EXERCISE: Each line below should be quoted exactly, please.
───── ENTRIES ─────
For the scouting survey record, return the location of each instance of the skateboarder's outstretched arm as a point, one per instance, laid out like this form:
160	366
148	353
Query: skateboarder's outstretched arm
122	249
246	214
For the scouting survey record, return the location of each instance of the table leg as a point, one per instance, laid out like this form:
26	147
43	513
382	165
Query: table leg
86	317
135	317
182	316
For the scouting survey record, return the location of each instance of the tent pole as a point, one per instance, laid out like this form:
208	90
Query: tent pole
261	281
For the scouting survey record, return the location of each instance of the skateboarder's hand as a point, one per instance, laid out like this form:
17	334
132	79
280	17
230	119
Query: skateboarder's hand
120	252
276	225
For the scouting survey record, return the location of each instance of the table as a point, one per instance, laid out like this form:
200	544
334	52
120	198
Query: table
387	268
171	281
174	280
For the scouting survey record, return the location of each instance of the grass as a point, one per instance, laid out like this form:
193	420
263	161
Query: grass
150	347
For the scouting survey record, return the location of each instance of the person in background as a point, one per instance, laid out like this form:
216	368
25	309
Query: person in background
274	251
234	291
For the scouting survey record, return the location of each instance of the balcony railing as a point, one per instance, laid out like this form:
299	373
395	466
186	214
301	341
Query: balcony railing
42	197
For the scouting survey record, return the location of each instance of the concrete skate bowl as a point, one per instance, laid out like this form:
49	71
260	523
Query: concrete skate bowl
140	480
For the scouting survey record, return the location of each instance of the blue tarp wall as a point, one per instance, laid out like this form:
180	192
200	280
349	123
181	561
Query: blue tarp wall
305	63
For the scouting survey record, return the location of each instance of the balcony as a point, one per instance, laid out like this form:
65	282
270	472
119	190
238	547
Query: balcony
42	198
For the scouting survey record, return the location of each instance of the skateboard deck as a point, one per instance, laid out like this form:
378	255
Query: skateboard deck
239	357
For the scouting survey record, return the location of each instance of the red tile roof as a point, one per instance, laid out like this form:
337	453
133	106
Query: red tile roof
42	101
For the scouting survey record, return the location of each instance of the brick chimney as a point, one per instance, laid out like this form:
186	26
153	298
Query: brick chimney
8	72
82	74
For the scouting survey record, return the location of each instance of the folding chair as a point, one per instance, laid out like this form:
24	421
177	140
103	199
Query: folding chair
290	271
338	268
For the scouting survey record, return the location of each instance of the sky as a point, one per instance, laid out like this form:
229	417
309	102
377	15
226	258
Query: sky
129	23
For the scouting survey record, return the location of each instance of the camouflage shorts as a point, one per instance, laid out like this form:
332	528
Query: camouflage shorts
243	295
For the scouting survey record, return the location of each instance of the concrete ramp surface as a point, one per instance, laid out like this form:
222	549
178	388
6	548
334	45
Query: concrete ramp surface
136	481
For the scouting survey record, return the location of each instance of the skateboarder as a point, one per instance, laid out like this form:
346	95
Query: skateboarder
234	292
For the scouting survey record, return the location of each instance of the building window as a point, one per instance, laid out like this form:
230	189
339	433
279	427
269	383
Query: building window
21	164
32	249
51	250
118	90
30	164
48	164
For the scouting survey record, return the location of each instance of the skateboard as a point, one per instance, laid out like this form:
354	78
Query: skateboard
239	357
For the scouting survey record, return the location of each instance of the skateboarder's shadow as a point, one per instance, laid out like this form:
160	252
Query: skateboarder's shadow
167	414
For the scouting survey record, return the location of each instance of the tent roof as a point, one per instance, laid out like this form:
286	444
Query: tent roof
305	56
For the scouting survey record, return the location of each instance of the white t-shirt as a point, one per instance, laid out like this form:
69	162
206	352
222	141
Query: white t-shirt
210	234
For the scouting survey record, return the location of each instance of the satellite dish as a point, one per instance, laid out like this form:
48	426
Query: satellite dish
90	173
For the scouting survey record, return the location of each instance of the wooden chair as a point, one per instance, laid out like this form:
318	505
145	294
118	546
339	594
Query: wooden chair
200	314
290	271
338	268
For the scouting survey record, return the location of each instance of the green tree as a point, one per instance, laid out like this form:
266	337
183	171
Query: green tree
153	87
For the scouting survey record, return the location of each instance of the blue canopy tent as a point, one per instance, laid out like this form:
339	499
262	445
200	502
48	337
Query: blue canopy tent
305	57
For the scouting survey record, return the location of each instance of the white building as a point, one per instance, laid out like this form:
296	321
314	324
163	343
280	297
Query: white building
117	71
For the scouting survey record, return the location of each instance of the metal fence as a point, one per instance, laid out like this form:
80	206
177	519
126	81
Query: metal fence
─────
THE ANSWER:
For the scouting survey record, return the location of each instance of the skateboarder's outstretched arm as a point, one per instance, laid out like this form:
160	366
148	353
Query: skateboarder's outstretched arm
122	249
246	214
For the scouting survey record, return the location of each instance of the table leg as a point, one per instance, laid out like this form:
26	147
43	513
382	165
Query: table leg
86	317
135	317
182	316
For the scouting survey record, return the location of each instance of the tent pole as a point, one per instance, laid out like this form:
208	90
Query: tent pole
261	281
For the scouting survey record, return the location of each instance of the skateboarder's hand as a point, one per instance, laid out like this form:
17	334
132	79
280	17
230	119
Query: skateboarder's hand
120	252
276	225
For the scouting survey record, return the location of each instance of the table as a point, one per instance, laid out like this form:
200	544
334	52
120	198
Query: table
387	268
171	281
174	280
For the scouting survey record, return the location of each instance of the grass as a point, one per instance, laid out like this form:
193	420
263	161
Query: grass
150	347
For the scouting survey record, return the location of each instance of the person in background as a point, one per instance, laid out like this form:
216	368
25	309
Query: person in background
274	251
234	291
For the scouting survey record, return the location of each instance of the balcony railing as a point, one per instance, laid out like this form:
299	373
395	466
186	214
301	341
Query: balcony railing
42	197
For the scouting survey record, return the location of each instance of the concrete skate bowl as a point, one per instance, laid out like this form:
49	71
260	523
Query: concrete skate bowl
140	480
For the scouting survey record, return the location of each instance of the blue tarp wall as a point, one per instance, laid out like this form:
180	192
200	280
349	123
181	561
Query: blue tarp wall
305	63
For the scouting survey record, return the location of each instance of the balcony as a point, one per instance, laid out like this form:
65	282
270	472
119	190
238	547
Query: balcony
42	198
For the scouting survey record, return the location of each instance of the skateboard deck as a point, one per instance, laid out like this form:
378	255
Query: skateboard deck
239	357
For the scouting survey record, return the location of each instance of the red tile roof as a point, one per instance, laid out like this form:
337	453
133	106
Query: red tile roof
42	101
For the scouting survey record, return the location of each instance of the brick chimney as a point, one per instance, laid out like this form:
186	26
153	298
Query: brick chimney
8	72
82	74
For the scouting survey record, return the location of each instance of the folding chair as a point, one per instance, laid out like this form:
24	421
177	140
103	199
Query: folding chair
290	271
338	268
For the scouting survey record, return the location of each instance of the sky as a point, one per instance, laid out like this form:
229	417
309	102
377	15
226	258
Query: sky
129	23
For the scouting survey record, return the location of each instance of the camouflage shorts as a point, one per instance, laid out like this form:
332	528
Query: camouflage shorts
243	295
For the scouting survey record, return the location of each instance of the concrete ramp surface as a point, one per instance, laid out like this form:
222	549
178	388
6	548
334	45
Query: concrete ramp surface
136	481
For the scouting survey record, return the location of each instance of the skateboarder as a point, one per instance, laid out like this form:
346	95
Query: skateboarder
234	292
For the scouting survey record, return the location of each instance of the building window as a point, one per instance, laid out like this form:
230	189
339	433
279	427
269	383
Query: building window
21	164
32	249
51	250
118	90
30	164
48	164
For the scouting survey record, return the location of each instance of the skateboard as a point, one per instance, laid out like this form:
354	78
Query: skateboard
239	357
For the scouting survey record, return the location of each instance of the skateboarder's shadow as a point, one per instance, laid out like this form:
160	252
Query: skateboarder's shadow
167	414
For the scouting survey record, return the location of each instance of the tent roof as a point, one per instance, laid out like this form:
286	444
Query: tent roof
305	56
For the scouting survey record, return the location of each instance of the white t-shirt as a point, one per instance, laid out like this form:
69	162
206	352
222	141
Query: white t-shirt
210	234
For the scouting survey record, return the location of each instance of the satellite dish as a point, one per instance, laid out like this form:
48	426
Query: satellite dish
90	173
For the scouting survey record, return the location of each instance of the wooden chair as a point, one per instance, laid out like this form:
318	505
145	294
118	546
339	594
Query: wooden chair
200	314
290	271
338	268
For the scouting survey record, return the location of each instance of the green tree as a point, one per instance, laid out like this form:
266	337
183	171
Query: green tree
153	87
For the scouting survey record, return the location of each instance of the blue canopy tent as a point, one per instance, laid out like this form:
339	499
262	445
200	502
48	337
Query: blue canopy tent
305	57
For the scouting survey record, return the location of each instance of the white building as a point, one per instance, laid out like this form:
296	321
314	324
163	343
280	297
Query: white building
117	71
For the scouting survey record, return the location of each instance of the metal fence as a point, one per instance, laid out like this form:
80	206
177	519
126	81
Query: metal fence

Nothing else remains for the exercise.